Task to carry out: Records appear below. Give all of them again, exactly.

[Stored items]
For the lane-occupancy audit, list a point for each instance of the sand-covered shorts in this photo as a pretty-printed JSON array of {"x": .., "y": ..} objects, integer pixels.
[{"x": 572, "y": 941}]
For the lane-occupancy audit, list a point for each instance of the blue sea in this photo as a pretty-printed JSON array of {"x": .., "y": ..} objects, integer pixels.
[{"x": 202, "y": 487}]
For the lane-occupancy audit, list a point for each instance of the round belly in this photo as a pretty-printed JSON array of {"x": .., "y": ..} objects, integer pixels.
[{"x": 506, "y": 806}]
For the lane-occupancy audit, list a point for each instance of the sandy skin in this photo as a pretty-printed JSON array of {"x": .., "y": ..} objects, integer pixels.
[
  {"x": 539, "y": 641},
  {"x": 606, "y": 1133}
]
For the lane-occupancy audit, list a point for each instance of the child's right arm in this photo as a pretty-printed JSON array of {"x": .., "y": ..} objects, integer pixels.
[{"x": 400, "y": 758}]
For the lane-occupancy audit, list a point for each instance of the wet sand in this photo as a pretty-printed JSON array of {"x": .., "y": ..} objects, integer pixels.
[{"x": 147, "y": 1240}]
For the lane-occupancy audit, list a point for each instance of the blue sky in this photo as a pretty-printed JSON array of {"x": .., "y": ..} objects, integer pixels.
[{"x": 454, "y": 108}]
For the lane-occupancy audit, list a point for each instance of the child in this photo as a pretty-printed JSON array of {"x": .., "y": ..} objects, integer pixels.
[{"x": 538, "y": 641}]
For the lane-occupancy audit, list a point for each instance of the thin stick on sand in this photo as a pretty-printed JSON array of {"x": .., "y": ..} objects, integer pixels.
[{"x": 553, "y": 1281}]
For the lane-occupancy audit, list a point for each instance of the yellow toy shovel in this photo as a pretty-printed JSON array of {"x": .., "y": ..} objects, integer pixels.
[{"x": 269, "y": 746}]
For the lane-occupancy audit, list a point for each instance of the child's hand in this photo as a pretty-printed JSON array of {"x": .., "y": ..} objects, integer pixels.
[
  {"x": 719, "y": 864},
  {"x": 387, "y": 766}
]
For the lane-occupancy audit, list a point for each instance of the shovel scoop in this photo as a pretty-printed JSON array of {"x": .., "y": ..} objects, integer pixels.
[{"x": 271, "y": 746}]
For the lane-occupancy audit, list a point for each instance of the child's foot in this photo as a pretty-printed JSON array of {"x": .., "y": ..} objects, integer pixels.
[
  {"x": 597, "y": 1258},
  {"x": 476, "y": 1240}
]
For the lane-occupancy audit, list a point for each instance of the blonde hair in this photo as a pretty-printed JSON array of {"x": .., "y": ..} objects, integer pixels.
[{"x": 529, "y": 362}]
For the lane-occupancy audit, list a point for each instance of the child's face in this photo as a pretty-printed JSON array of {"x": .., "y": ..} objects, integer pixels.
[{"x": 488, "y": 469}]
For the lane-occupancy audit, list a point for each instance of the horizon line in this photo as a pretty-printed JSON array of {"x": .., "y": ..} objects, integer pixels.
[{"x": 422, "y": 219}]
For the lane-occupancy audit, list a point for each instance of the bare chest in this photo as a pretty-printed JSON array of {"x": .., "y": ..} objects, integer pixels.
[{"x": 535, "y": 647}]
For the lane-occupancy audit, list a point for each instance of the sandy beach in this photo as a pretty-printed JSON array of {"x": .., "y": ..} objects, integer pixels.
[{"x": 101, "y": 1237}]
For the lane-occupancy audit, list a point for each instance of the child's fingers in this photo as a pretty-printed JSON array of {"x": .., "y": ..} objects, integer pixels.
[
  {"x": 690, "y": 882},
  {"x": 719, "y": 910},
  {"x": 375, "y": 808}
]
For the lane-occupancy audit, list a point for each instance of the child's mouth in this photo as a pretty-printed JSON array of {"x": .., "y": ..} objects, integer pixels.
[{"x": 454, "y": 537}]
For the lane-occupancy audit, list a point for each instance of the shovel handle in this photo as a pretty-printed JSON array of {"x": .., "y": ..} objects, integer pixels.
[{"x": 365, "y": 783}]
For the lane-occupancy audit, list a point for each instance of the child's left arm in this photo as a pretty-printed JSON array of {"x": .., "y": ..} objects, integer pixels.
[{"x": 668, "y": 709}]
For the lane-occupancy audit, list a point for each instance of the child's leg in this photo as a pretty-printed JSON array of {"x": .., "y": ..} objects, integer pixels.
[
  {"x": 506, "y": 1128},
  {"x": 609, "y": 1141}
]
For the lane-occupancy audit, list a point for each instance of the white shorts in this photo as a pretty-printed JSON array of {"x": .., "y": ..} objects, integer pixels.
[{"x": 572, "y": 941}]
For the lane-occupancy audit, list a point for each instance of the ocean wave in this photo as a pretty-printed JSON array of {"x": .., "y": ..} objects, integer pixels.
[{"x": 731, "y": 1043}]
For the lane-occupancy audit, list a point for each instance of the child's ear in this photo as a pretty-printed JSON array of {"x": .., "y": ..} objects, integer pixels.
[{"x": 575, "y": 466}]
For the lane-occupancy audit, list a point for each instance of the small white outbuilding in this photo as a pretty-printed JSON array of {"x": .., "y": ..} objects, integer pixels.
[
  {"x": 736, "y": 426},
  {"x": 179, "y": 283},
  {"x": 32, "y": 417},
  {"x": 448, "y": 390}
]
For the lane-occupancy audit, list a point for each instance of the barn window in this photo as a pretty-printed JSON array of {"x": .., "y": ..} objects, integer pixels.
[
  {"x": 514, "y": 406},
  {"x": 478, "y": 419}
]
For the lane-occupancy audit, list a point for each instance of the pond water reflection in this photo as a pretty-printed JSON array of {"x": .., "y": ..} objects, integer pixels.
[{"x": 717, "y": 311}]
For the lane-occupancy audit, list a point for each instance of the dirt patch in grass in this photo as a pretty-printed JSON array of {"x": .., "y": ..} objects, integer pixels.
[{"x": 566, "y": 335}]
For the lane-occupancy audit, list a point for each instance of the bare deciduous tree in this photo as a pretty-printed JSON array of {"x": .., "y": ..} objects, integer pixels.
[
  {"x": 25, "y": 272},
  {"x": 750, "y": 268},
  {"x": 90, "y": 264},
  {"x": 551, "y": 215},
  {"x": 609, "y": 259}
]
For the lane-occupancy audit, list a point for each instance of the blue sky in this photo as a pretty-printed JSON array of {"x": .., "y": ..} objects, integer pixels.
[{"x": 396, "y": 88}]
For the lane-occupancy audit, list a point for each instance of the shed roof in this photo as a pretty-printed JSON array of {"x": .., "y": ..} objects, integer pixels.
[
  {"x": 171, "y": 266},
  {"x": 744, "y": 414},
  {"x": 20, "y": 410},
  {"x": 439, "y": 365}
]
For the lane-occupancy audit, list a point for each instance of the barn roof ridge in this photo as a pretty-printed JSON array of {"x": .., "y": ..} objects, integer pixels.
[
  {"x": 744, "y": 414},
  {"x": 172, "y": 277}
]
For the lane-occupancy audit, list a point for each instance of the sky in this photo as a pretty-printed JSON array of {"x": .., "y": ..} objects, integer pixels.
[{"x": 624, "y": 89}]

Task response:
For the lane-occupancy audit, list a point for each instance of the sand-covered shorts in this photo as a pretty-printed JSON array of {"x": .., "y": ..} objects, integer pixels.
[{"x": 572, "y": 941}]
For the lane-occupancy audit, list a point for each instance of the blue sea in this photo as a pretty-printed JSON array of {"x": .., "y": ..} objects, integer pixels.
[{"x": 202, "y": 487}]
For the lane-occupancy audit, list a point for each instance of the round belly in this photo as a pretty-printed JSON array of {"x": .., "y": ..} objects, integer pixels.
[{"x": 506, "y": 806}]
For the lane-occupancy audit, list a point for each instance of the sandy skin in this photo as a pretty-printed JSON array of {"x": .., "y": ..} objects, integer pixels.
[
  {"x": 539, "y": 641},
  {"x": 606, "y": 1133}
]
For the lane-occupancy audit, list a point for each instance of the child's right arm in this photo as a pretty-printed JSON array of {"x": .., "y": ..} objects, integer pixels.
[{"x": 400, "y": 758}]
For the lane-occupancy audit, list a point for each instance of the wet sand in this photo as a pretty-printed JSON array of {"x": .., "y": ..} objects, integer pixels.
[{"x": 147, "y": 1240}]
For the lane-occupancy audit, list a point for each instance of the blue sky in this photo as a pretty-printed JSON array of {"x": .., "y": ..} objects, integer pixels.
[{"x": 454, "y": 108}]
For the lane-occupancy audit, list a point for each instance of the child in this photo as a pretty-printed JSON array of {"x": .., "y": ..} objects, integer pixels.
[{"x": 538, "y": 641}]
For the lane-occupancy audit, list a point for each instance of the thin stick on sand in this photo as a pretty-printed JSON array of {"x": .., "y": ..} objects, integer pixels.
[{"x": 553, "y": 1281}]
For the lane-occupancy audit, list a point for each instance of the yellow toy shovel in this photo as a pretty-printed JSON array of {"x": .., "y": ..} objects, integer pixels.
[{"x": 269, "y": 746}]
For the lane-occupancy audit, list a point for each instance of the child's hand in this photo as a pretty-printed JSON array of {"x": .., "y": ..} objects, integer pixels.
[
  {"x": 719, "y": 864},
  {"x": 387, "y": 766}
]
For the lane-occupancy audit, list a point for each instance of the shovel scoop in this photo as a pretty-printed JSON array of {"x": .., "y": ..} objects, integer pixels.
[{"x": 271, "y": 746}]
For the lane-occupancy audit, list a point for each instance of the child's foot in this photo as a pretty-printed JSON array of {"x": .., "y": ..} objects, integer pixels.
[
  {"x": 597, "y": 1258},
  {"x": 476, "y": 1240}
]
For the lane-occupancy audit, list a point for each instance of the blonde hair in this photo as a pretty-printed JSON array of {"x": .., "y": ..} objects, integer pixels.
[{"x": 529, "y": 362}]
For the lane-occupancy audit, list a point for each instance of the child's face in this photo as a pretty-printed JSON array of {"x": .., "y": ..} objects, integer pixels.
[{"x": 488, "y": 469}]
For the lane-occupancy audit, list a point for each instance of the horizon line in this photo as a pretty-printed JSON array of {"x": .., "y": ..} objects, integer pixels.
[{"x": 422, "y": 219}]
For the lane-occupancy audit, list a point for each instance of the bare chest in this photo as a pretty-printed JSON array of {"x": .., "y": ..} objects, integer pixels.
[{"x": 535, "y": 647}]
For the lane-occupancy audit, list a point for each instance of the sandy beach in this photo as a pretty-printed JSON array of {"x": .., "y": ..} objects, integer pixels.
[{"x": 101, "y": 1237}]
For the lane-occupancy audit, list a point for each instance of the child's fingers in this photo as a pretty-printed JSON array of {"x": .., "y": ..} objects, integer pixels.
[
  {"x": 690, "y": 882},
  {"x": 719, "y": 910},
  {"x": 375, "y": 808}
]
For the lane-occupancy audit, list a point for each instance of the child's mouth in this photo as a pretty-printed JSON array of {"x": .., "y": ..} objects, integer pixels.
[{"x": 454, "y": 537}]
For the lane-occupancy audit, list a point for each instance of the shovel handle in this photo as a pretty-printed JSON array of {"x": .., "y": ..} objects, integer pixels.
[{"x": 365, "y": 783}]
For the lane-occupancy audit, list a point for each instance of the child's left arm in this photo as a pretty-printed JSON array of {"x": .., "y": ..} objects, integer pixels.
[{"x": 668, "y": 709}]
For the lane-occupancy audit, list a point for each instance of the child's leg in this photo as a pretty-printed JSON array of {"x": .., "y": ..} objects, integer pixels.
[
  {"x": 506, "y": 1128},
  {"x": 609, "y": 1141}
]
For the lane-occupancy audit, list a point for each instance of the white shorts in this photo as a pretty-printed JSON array of {"x": .., "y": ..} objects, integer pixels.
[{"x": 572, "y": 941}]
For the lane-occupancy audit, list a point for each instance of the ocean wave in this photo as a pretty-printed JSON array of {"x": .., "y": ..} objects, integer pixels.
[{"x": 731, "y": 1043}]
For the lane-occupancy audit, list a point for each instance of the child's ear in this photo as a pretty-printed JSON array of {"x": .., "y": ..} objects, integer pixels.
[{"x": 575, "y": 466}]
For the lane-occupancy audit, list a point for each instance of the small white outbuilding in this photo as a pretty-printed JSON array of {"x": .., "y": ..} objects, integer pixels.
[
  {"x": 736, "y": 426},
  {"x": 179, "y": 283},
  {"x": 32, "y": 417},
  {"x": 448, "y": 390}
]
For the lane-occupancy audit, list a point for each instance of the barn window in this photo as a pretty-printed JSON array of {"x": .., "y": ..} objects, integer pixels.
[
  {"x": 514, "y": 406},
  {"x": 478, "y": 419}
]
For the lane-occupancy audit, list a point for each instance of the pond water reflection in this photo as a pretty-printed JSON array of {"x": .., "y": ..} objects, integer pixels.
[{"x": 717, "y": 311}]
For the lane-occupancy audit, list a point for each instance of the dirt patch in grass in this photo as a pretty-printed JSON array of {"x": .., "y": ..} objects, integer pixels.
[{"x": 566, "y": 335}]
For the lane-occupancy audit, list a point for each instance of the bare deciduous tree in this photo as a pretty-printed JSON array of {"x": .., "y": ..} objects, integer pixels.
[
  {"x": 25, "y": 272},
  {"x": 750, "y": 268},
  {"x": 90, "y": 264},
  {"x": 551, "y": 215},
  {"x": 609, "y": 259}
]
For the lane-occupancy audit, list a point for each instance of the blue sky in this photo as a pretty-printed JSON array of {"x": .., "y": ..} objects, integer pixels.
[{"x": 396, "y": 88}]
For the lane-occupancy audit, list a point for each instance of the shed roof in this photo as a pretty-printed JSON array of {"x": .., "y": ..} objects, integer pixels.
[
  {"x": 171, "y": 266},
  {"x": 744, "y": 414},
  {"x": 20, "y": 410},
  {"x": 439, "y": 365}
]
For the lane-occupancy audit, list a point for each instance of the barn roof ridge in this photo as a pretty-printed JSON array of {"x": .., "y": ..} objects, integer pixels.
[
  {"x": 744, "y": 414},
  {"x": 172, "y": 277}
]
For the lane-occupancy audit, list a point for each instance of the sky in this photo as a pretty-printed JSON array of {"x": .., "y": ..} objects, integer pixels.
[{"x": 624, "y": 89}]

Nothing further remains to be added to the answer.